Selected excerpt:
In a protest against the National Education Law, some 100 students marching over 600 km from Mandalay in central Burma to the former capital, Rangoon, arrived in the town of Myingyan on Sunday.

Min Thwe Thit, a member of the Committee for Democratic Education Movement, an organisation spearheading protests against the controversial schooling law, said local police in Myingyan, southern Mandalay Division, met them at a village named Nyaungbin, near the entrance to the town, and advised them to seek official permission to protest in accordance with the Peaceful Assembly and Peaceful Procession Law. However no further delays or harassment were reported.


After marching for almost a week, the protestors were joined on Sunday by 56 Buddhist monks from the Young Monks Union from neighbouring Magwe Division. They are expected to rendezvous next month in Rangoon with a second column of student protestors who are conducting a simultaneous march from Tavoy [Dawei] in southern Burma’s Tenasserim Division.

In late November, six members of the All Burma Federation of Student Unions were charged in Pegu for organising a public rally without official permission when they led about 100 activists in a protest against the National Education Bill in the city of Taungoo.

“Student unions have objected to the National Education Law ever since it was at the drafting stage,” said Swe Linn Tun, the Mandalay district chair of the All Burma Federation of Student Unions, speaking to DVB in November. “This law centralises control with the government, offers no guarantee for freedom of education, and does not include provisions to allow for the forming of student unions.”

What you need to do:
1 > In the report on the student march against the National Education Law, how many Buddhist monks joined the protesters on Sunday?
2 > Repeat the report on the student march word for word, everything from "Min Thwe Thit, a" down to "Burma’s Tenasserim Division.".

Source material:
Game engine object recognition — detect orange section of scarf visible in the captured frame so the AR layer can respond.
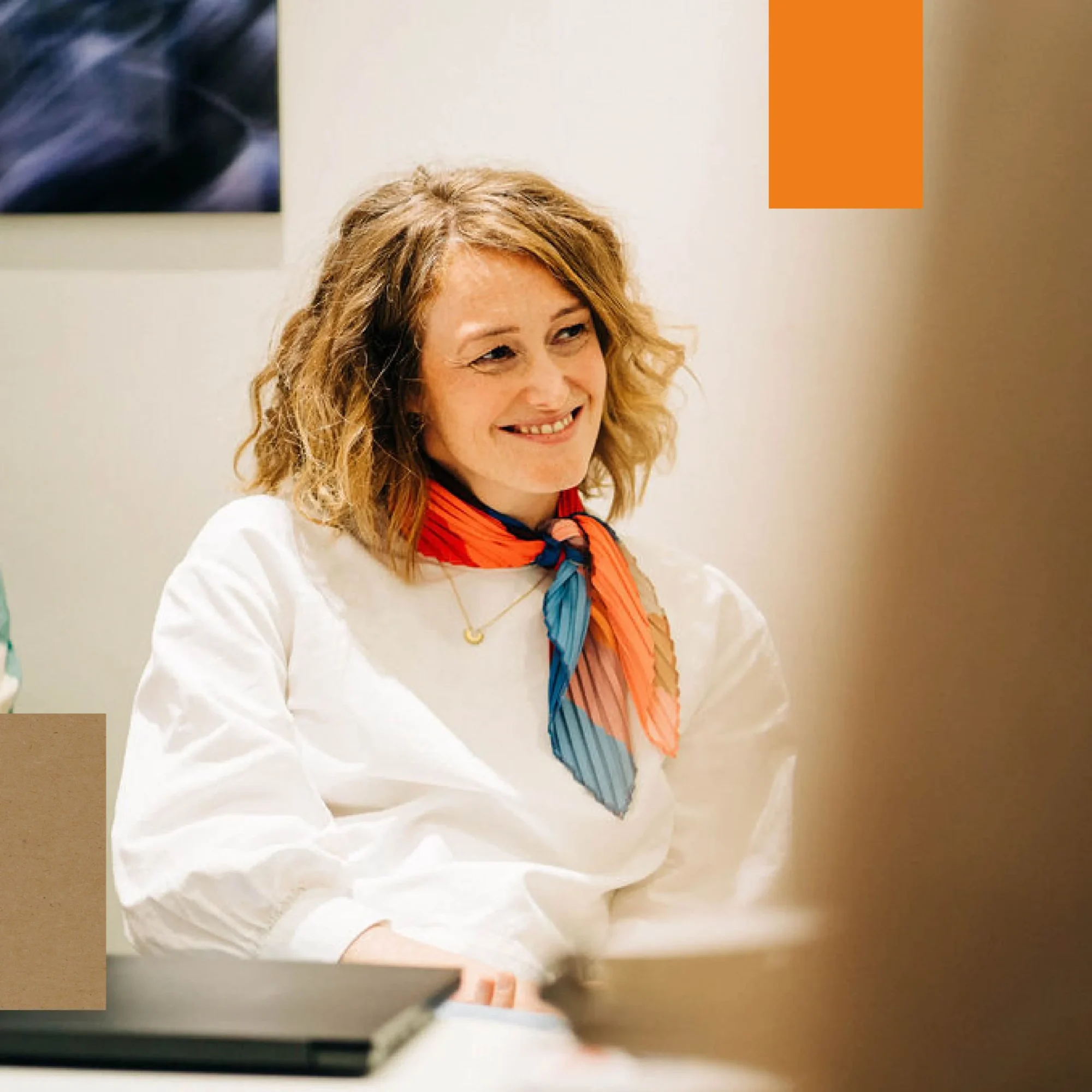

Solutions to each task:
1 > 56 Buddhist monks from the Young Monks Union joined them.

2 >
Min Thwe Thit, a member of the Committee for Democratic Education Movement, an organisation spearheading protests against the controversial schooling law, said local police in Myingyan, southern Mandalay Division, met them at a village named Nyaungbin, near the entrance to the town, and advised them to seek official permission to protest in accordance with the Peaceful Assembly and Peaceful Procession Law. However no further delays or harassment were reported.


After marching for almost a week, the protestors were joined on Sunday by 56 Buddhist monks from the Young Monks Union from neighbouring Magwe Division. They are expected to rendezvous next month in Rangoon with a second column of student protestors who are conducting a simultaneous march from Tavoy [Dawei] in southern Burma’s Tenasserim Division.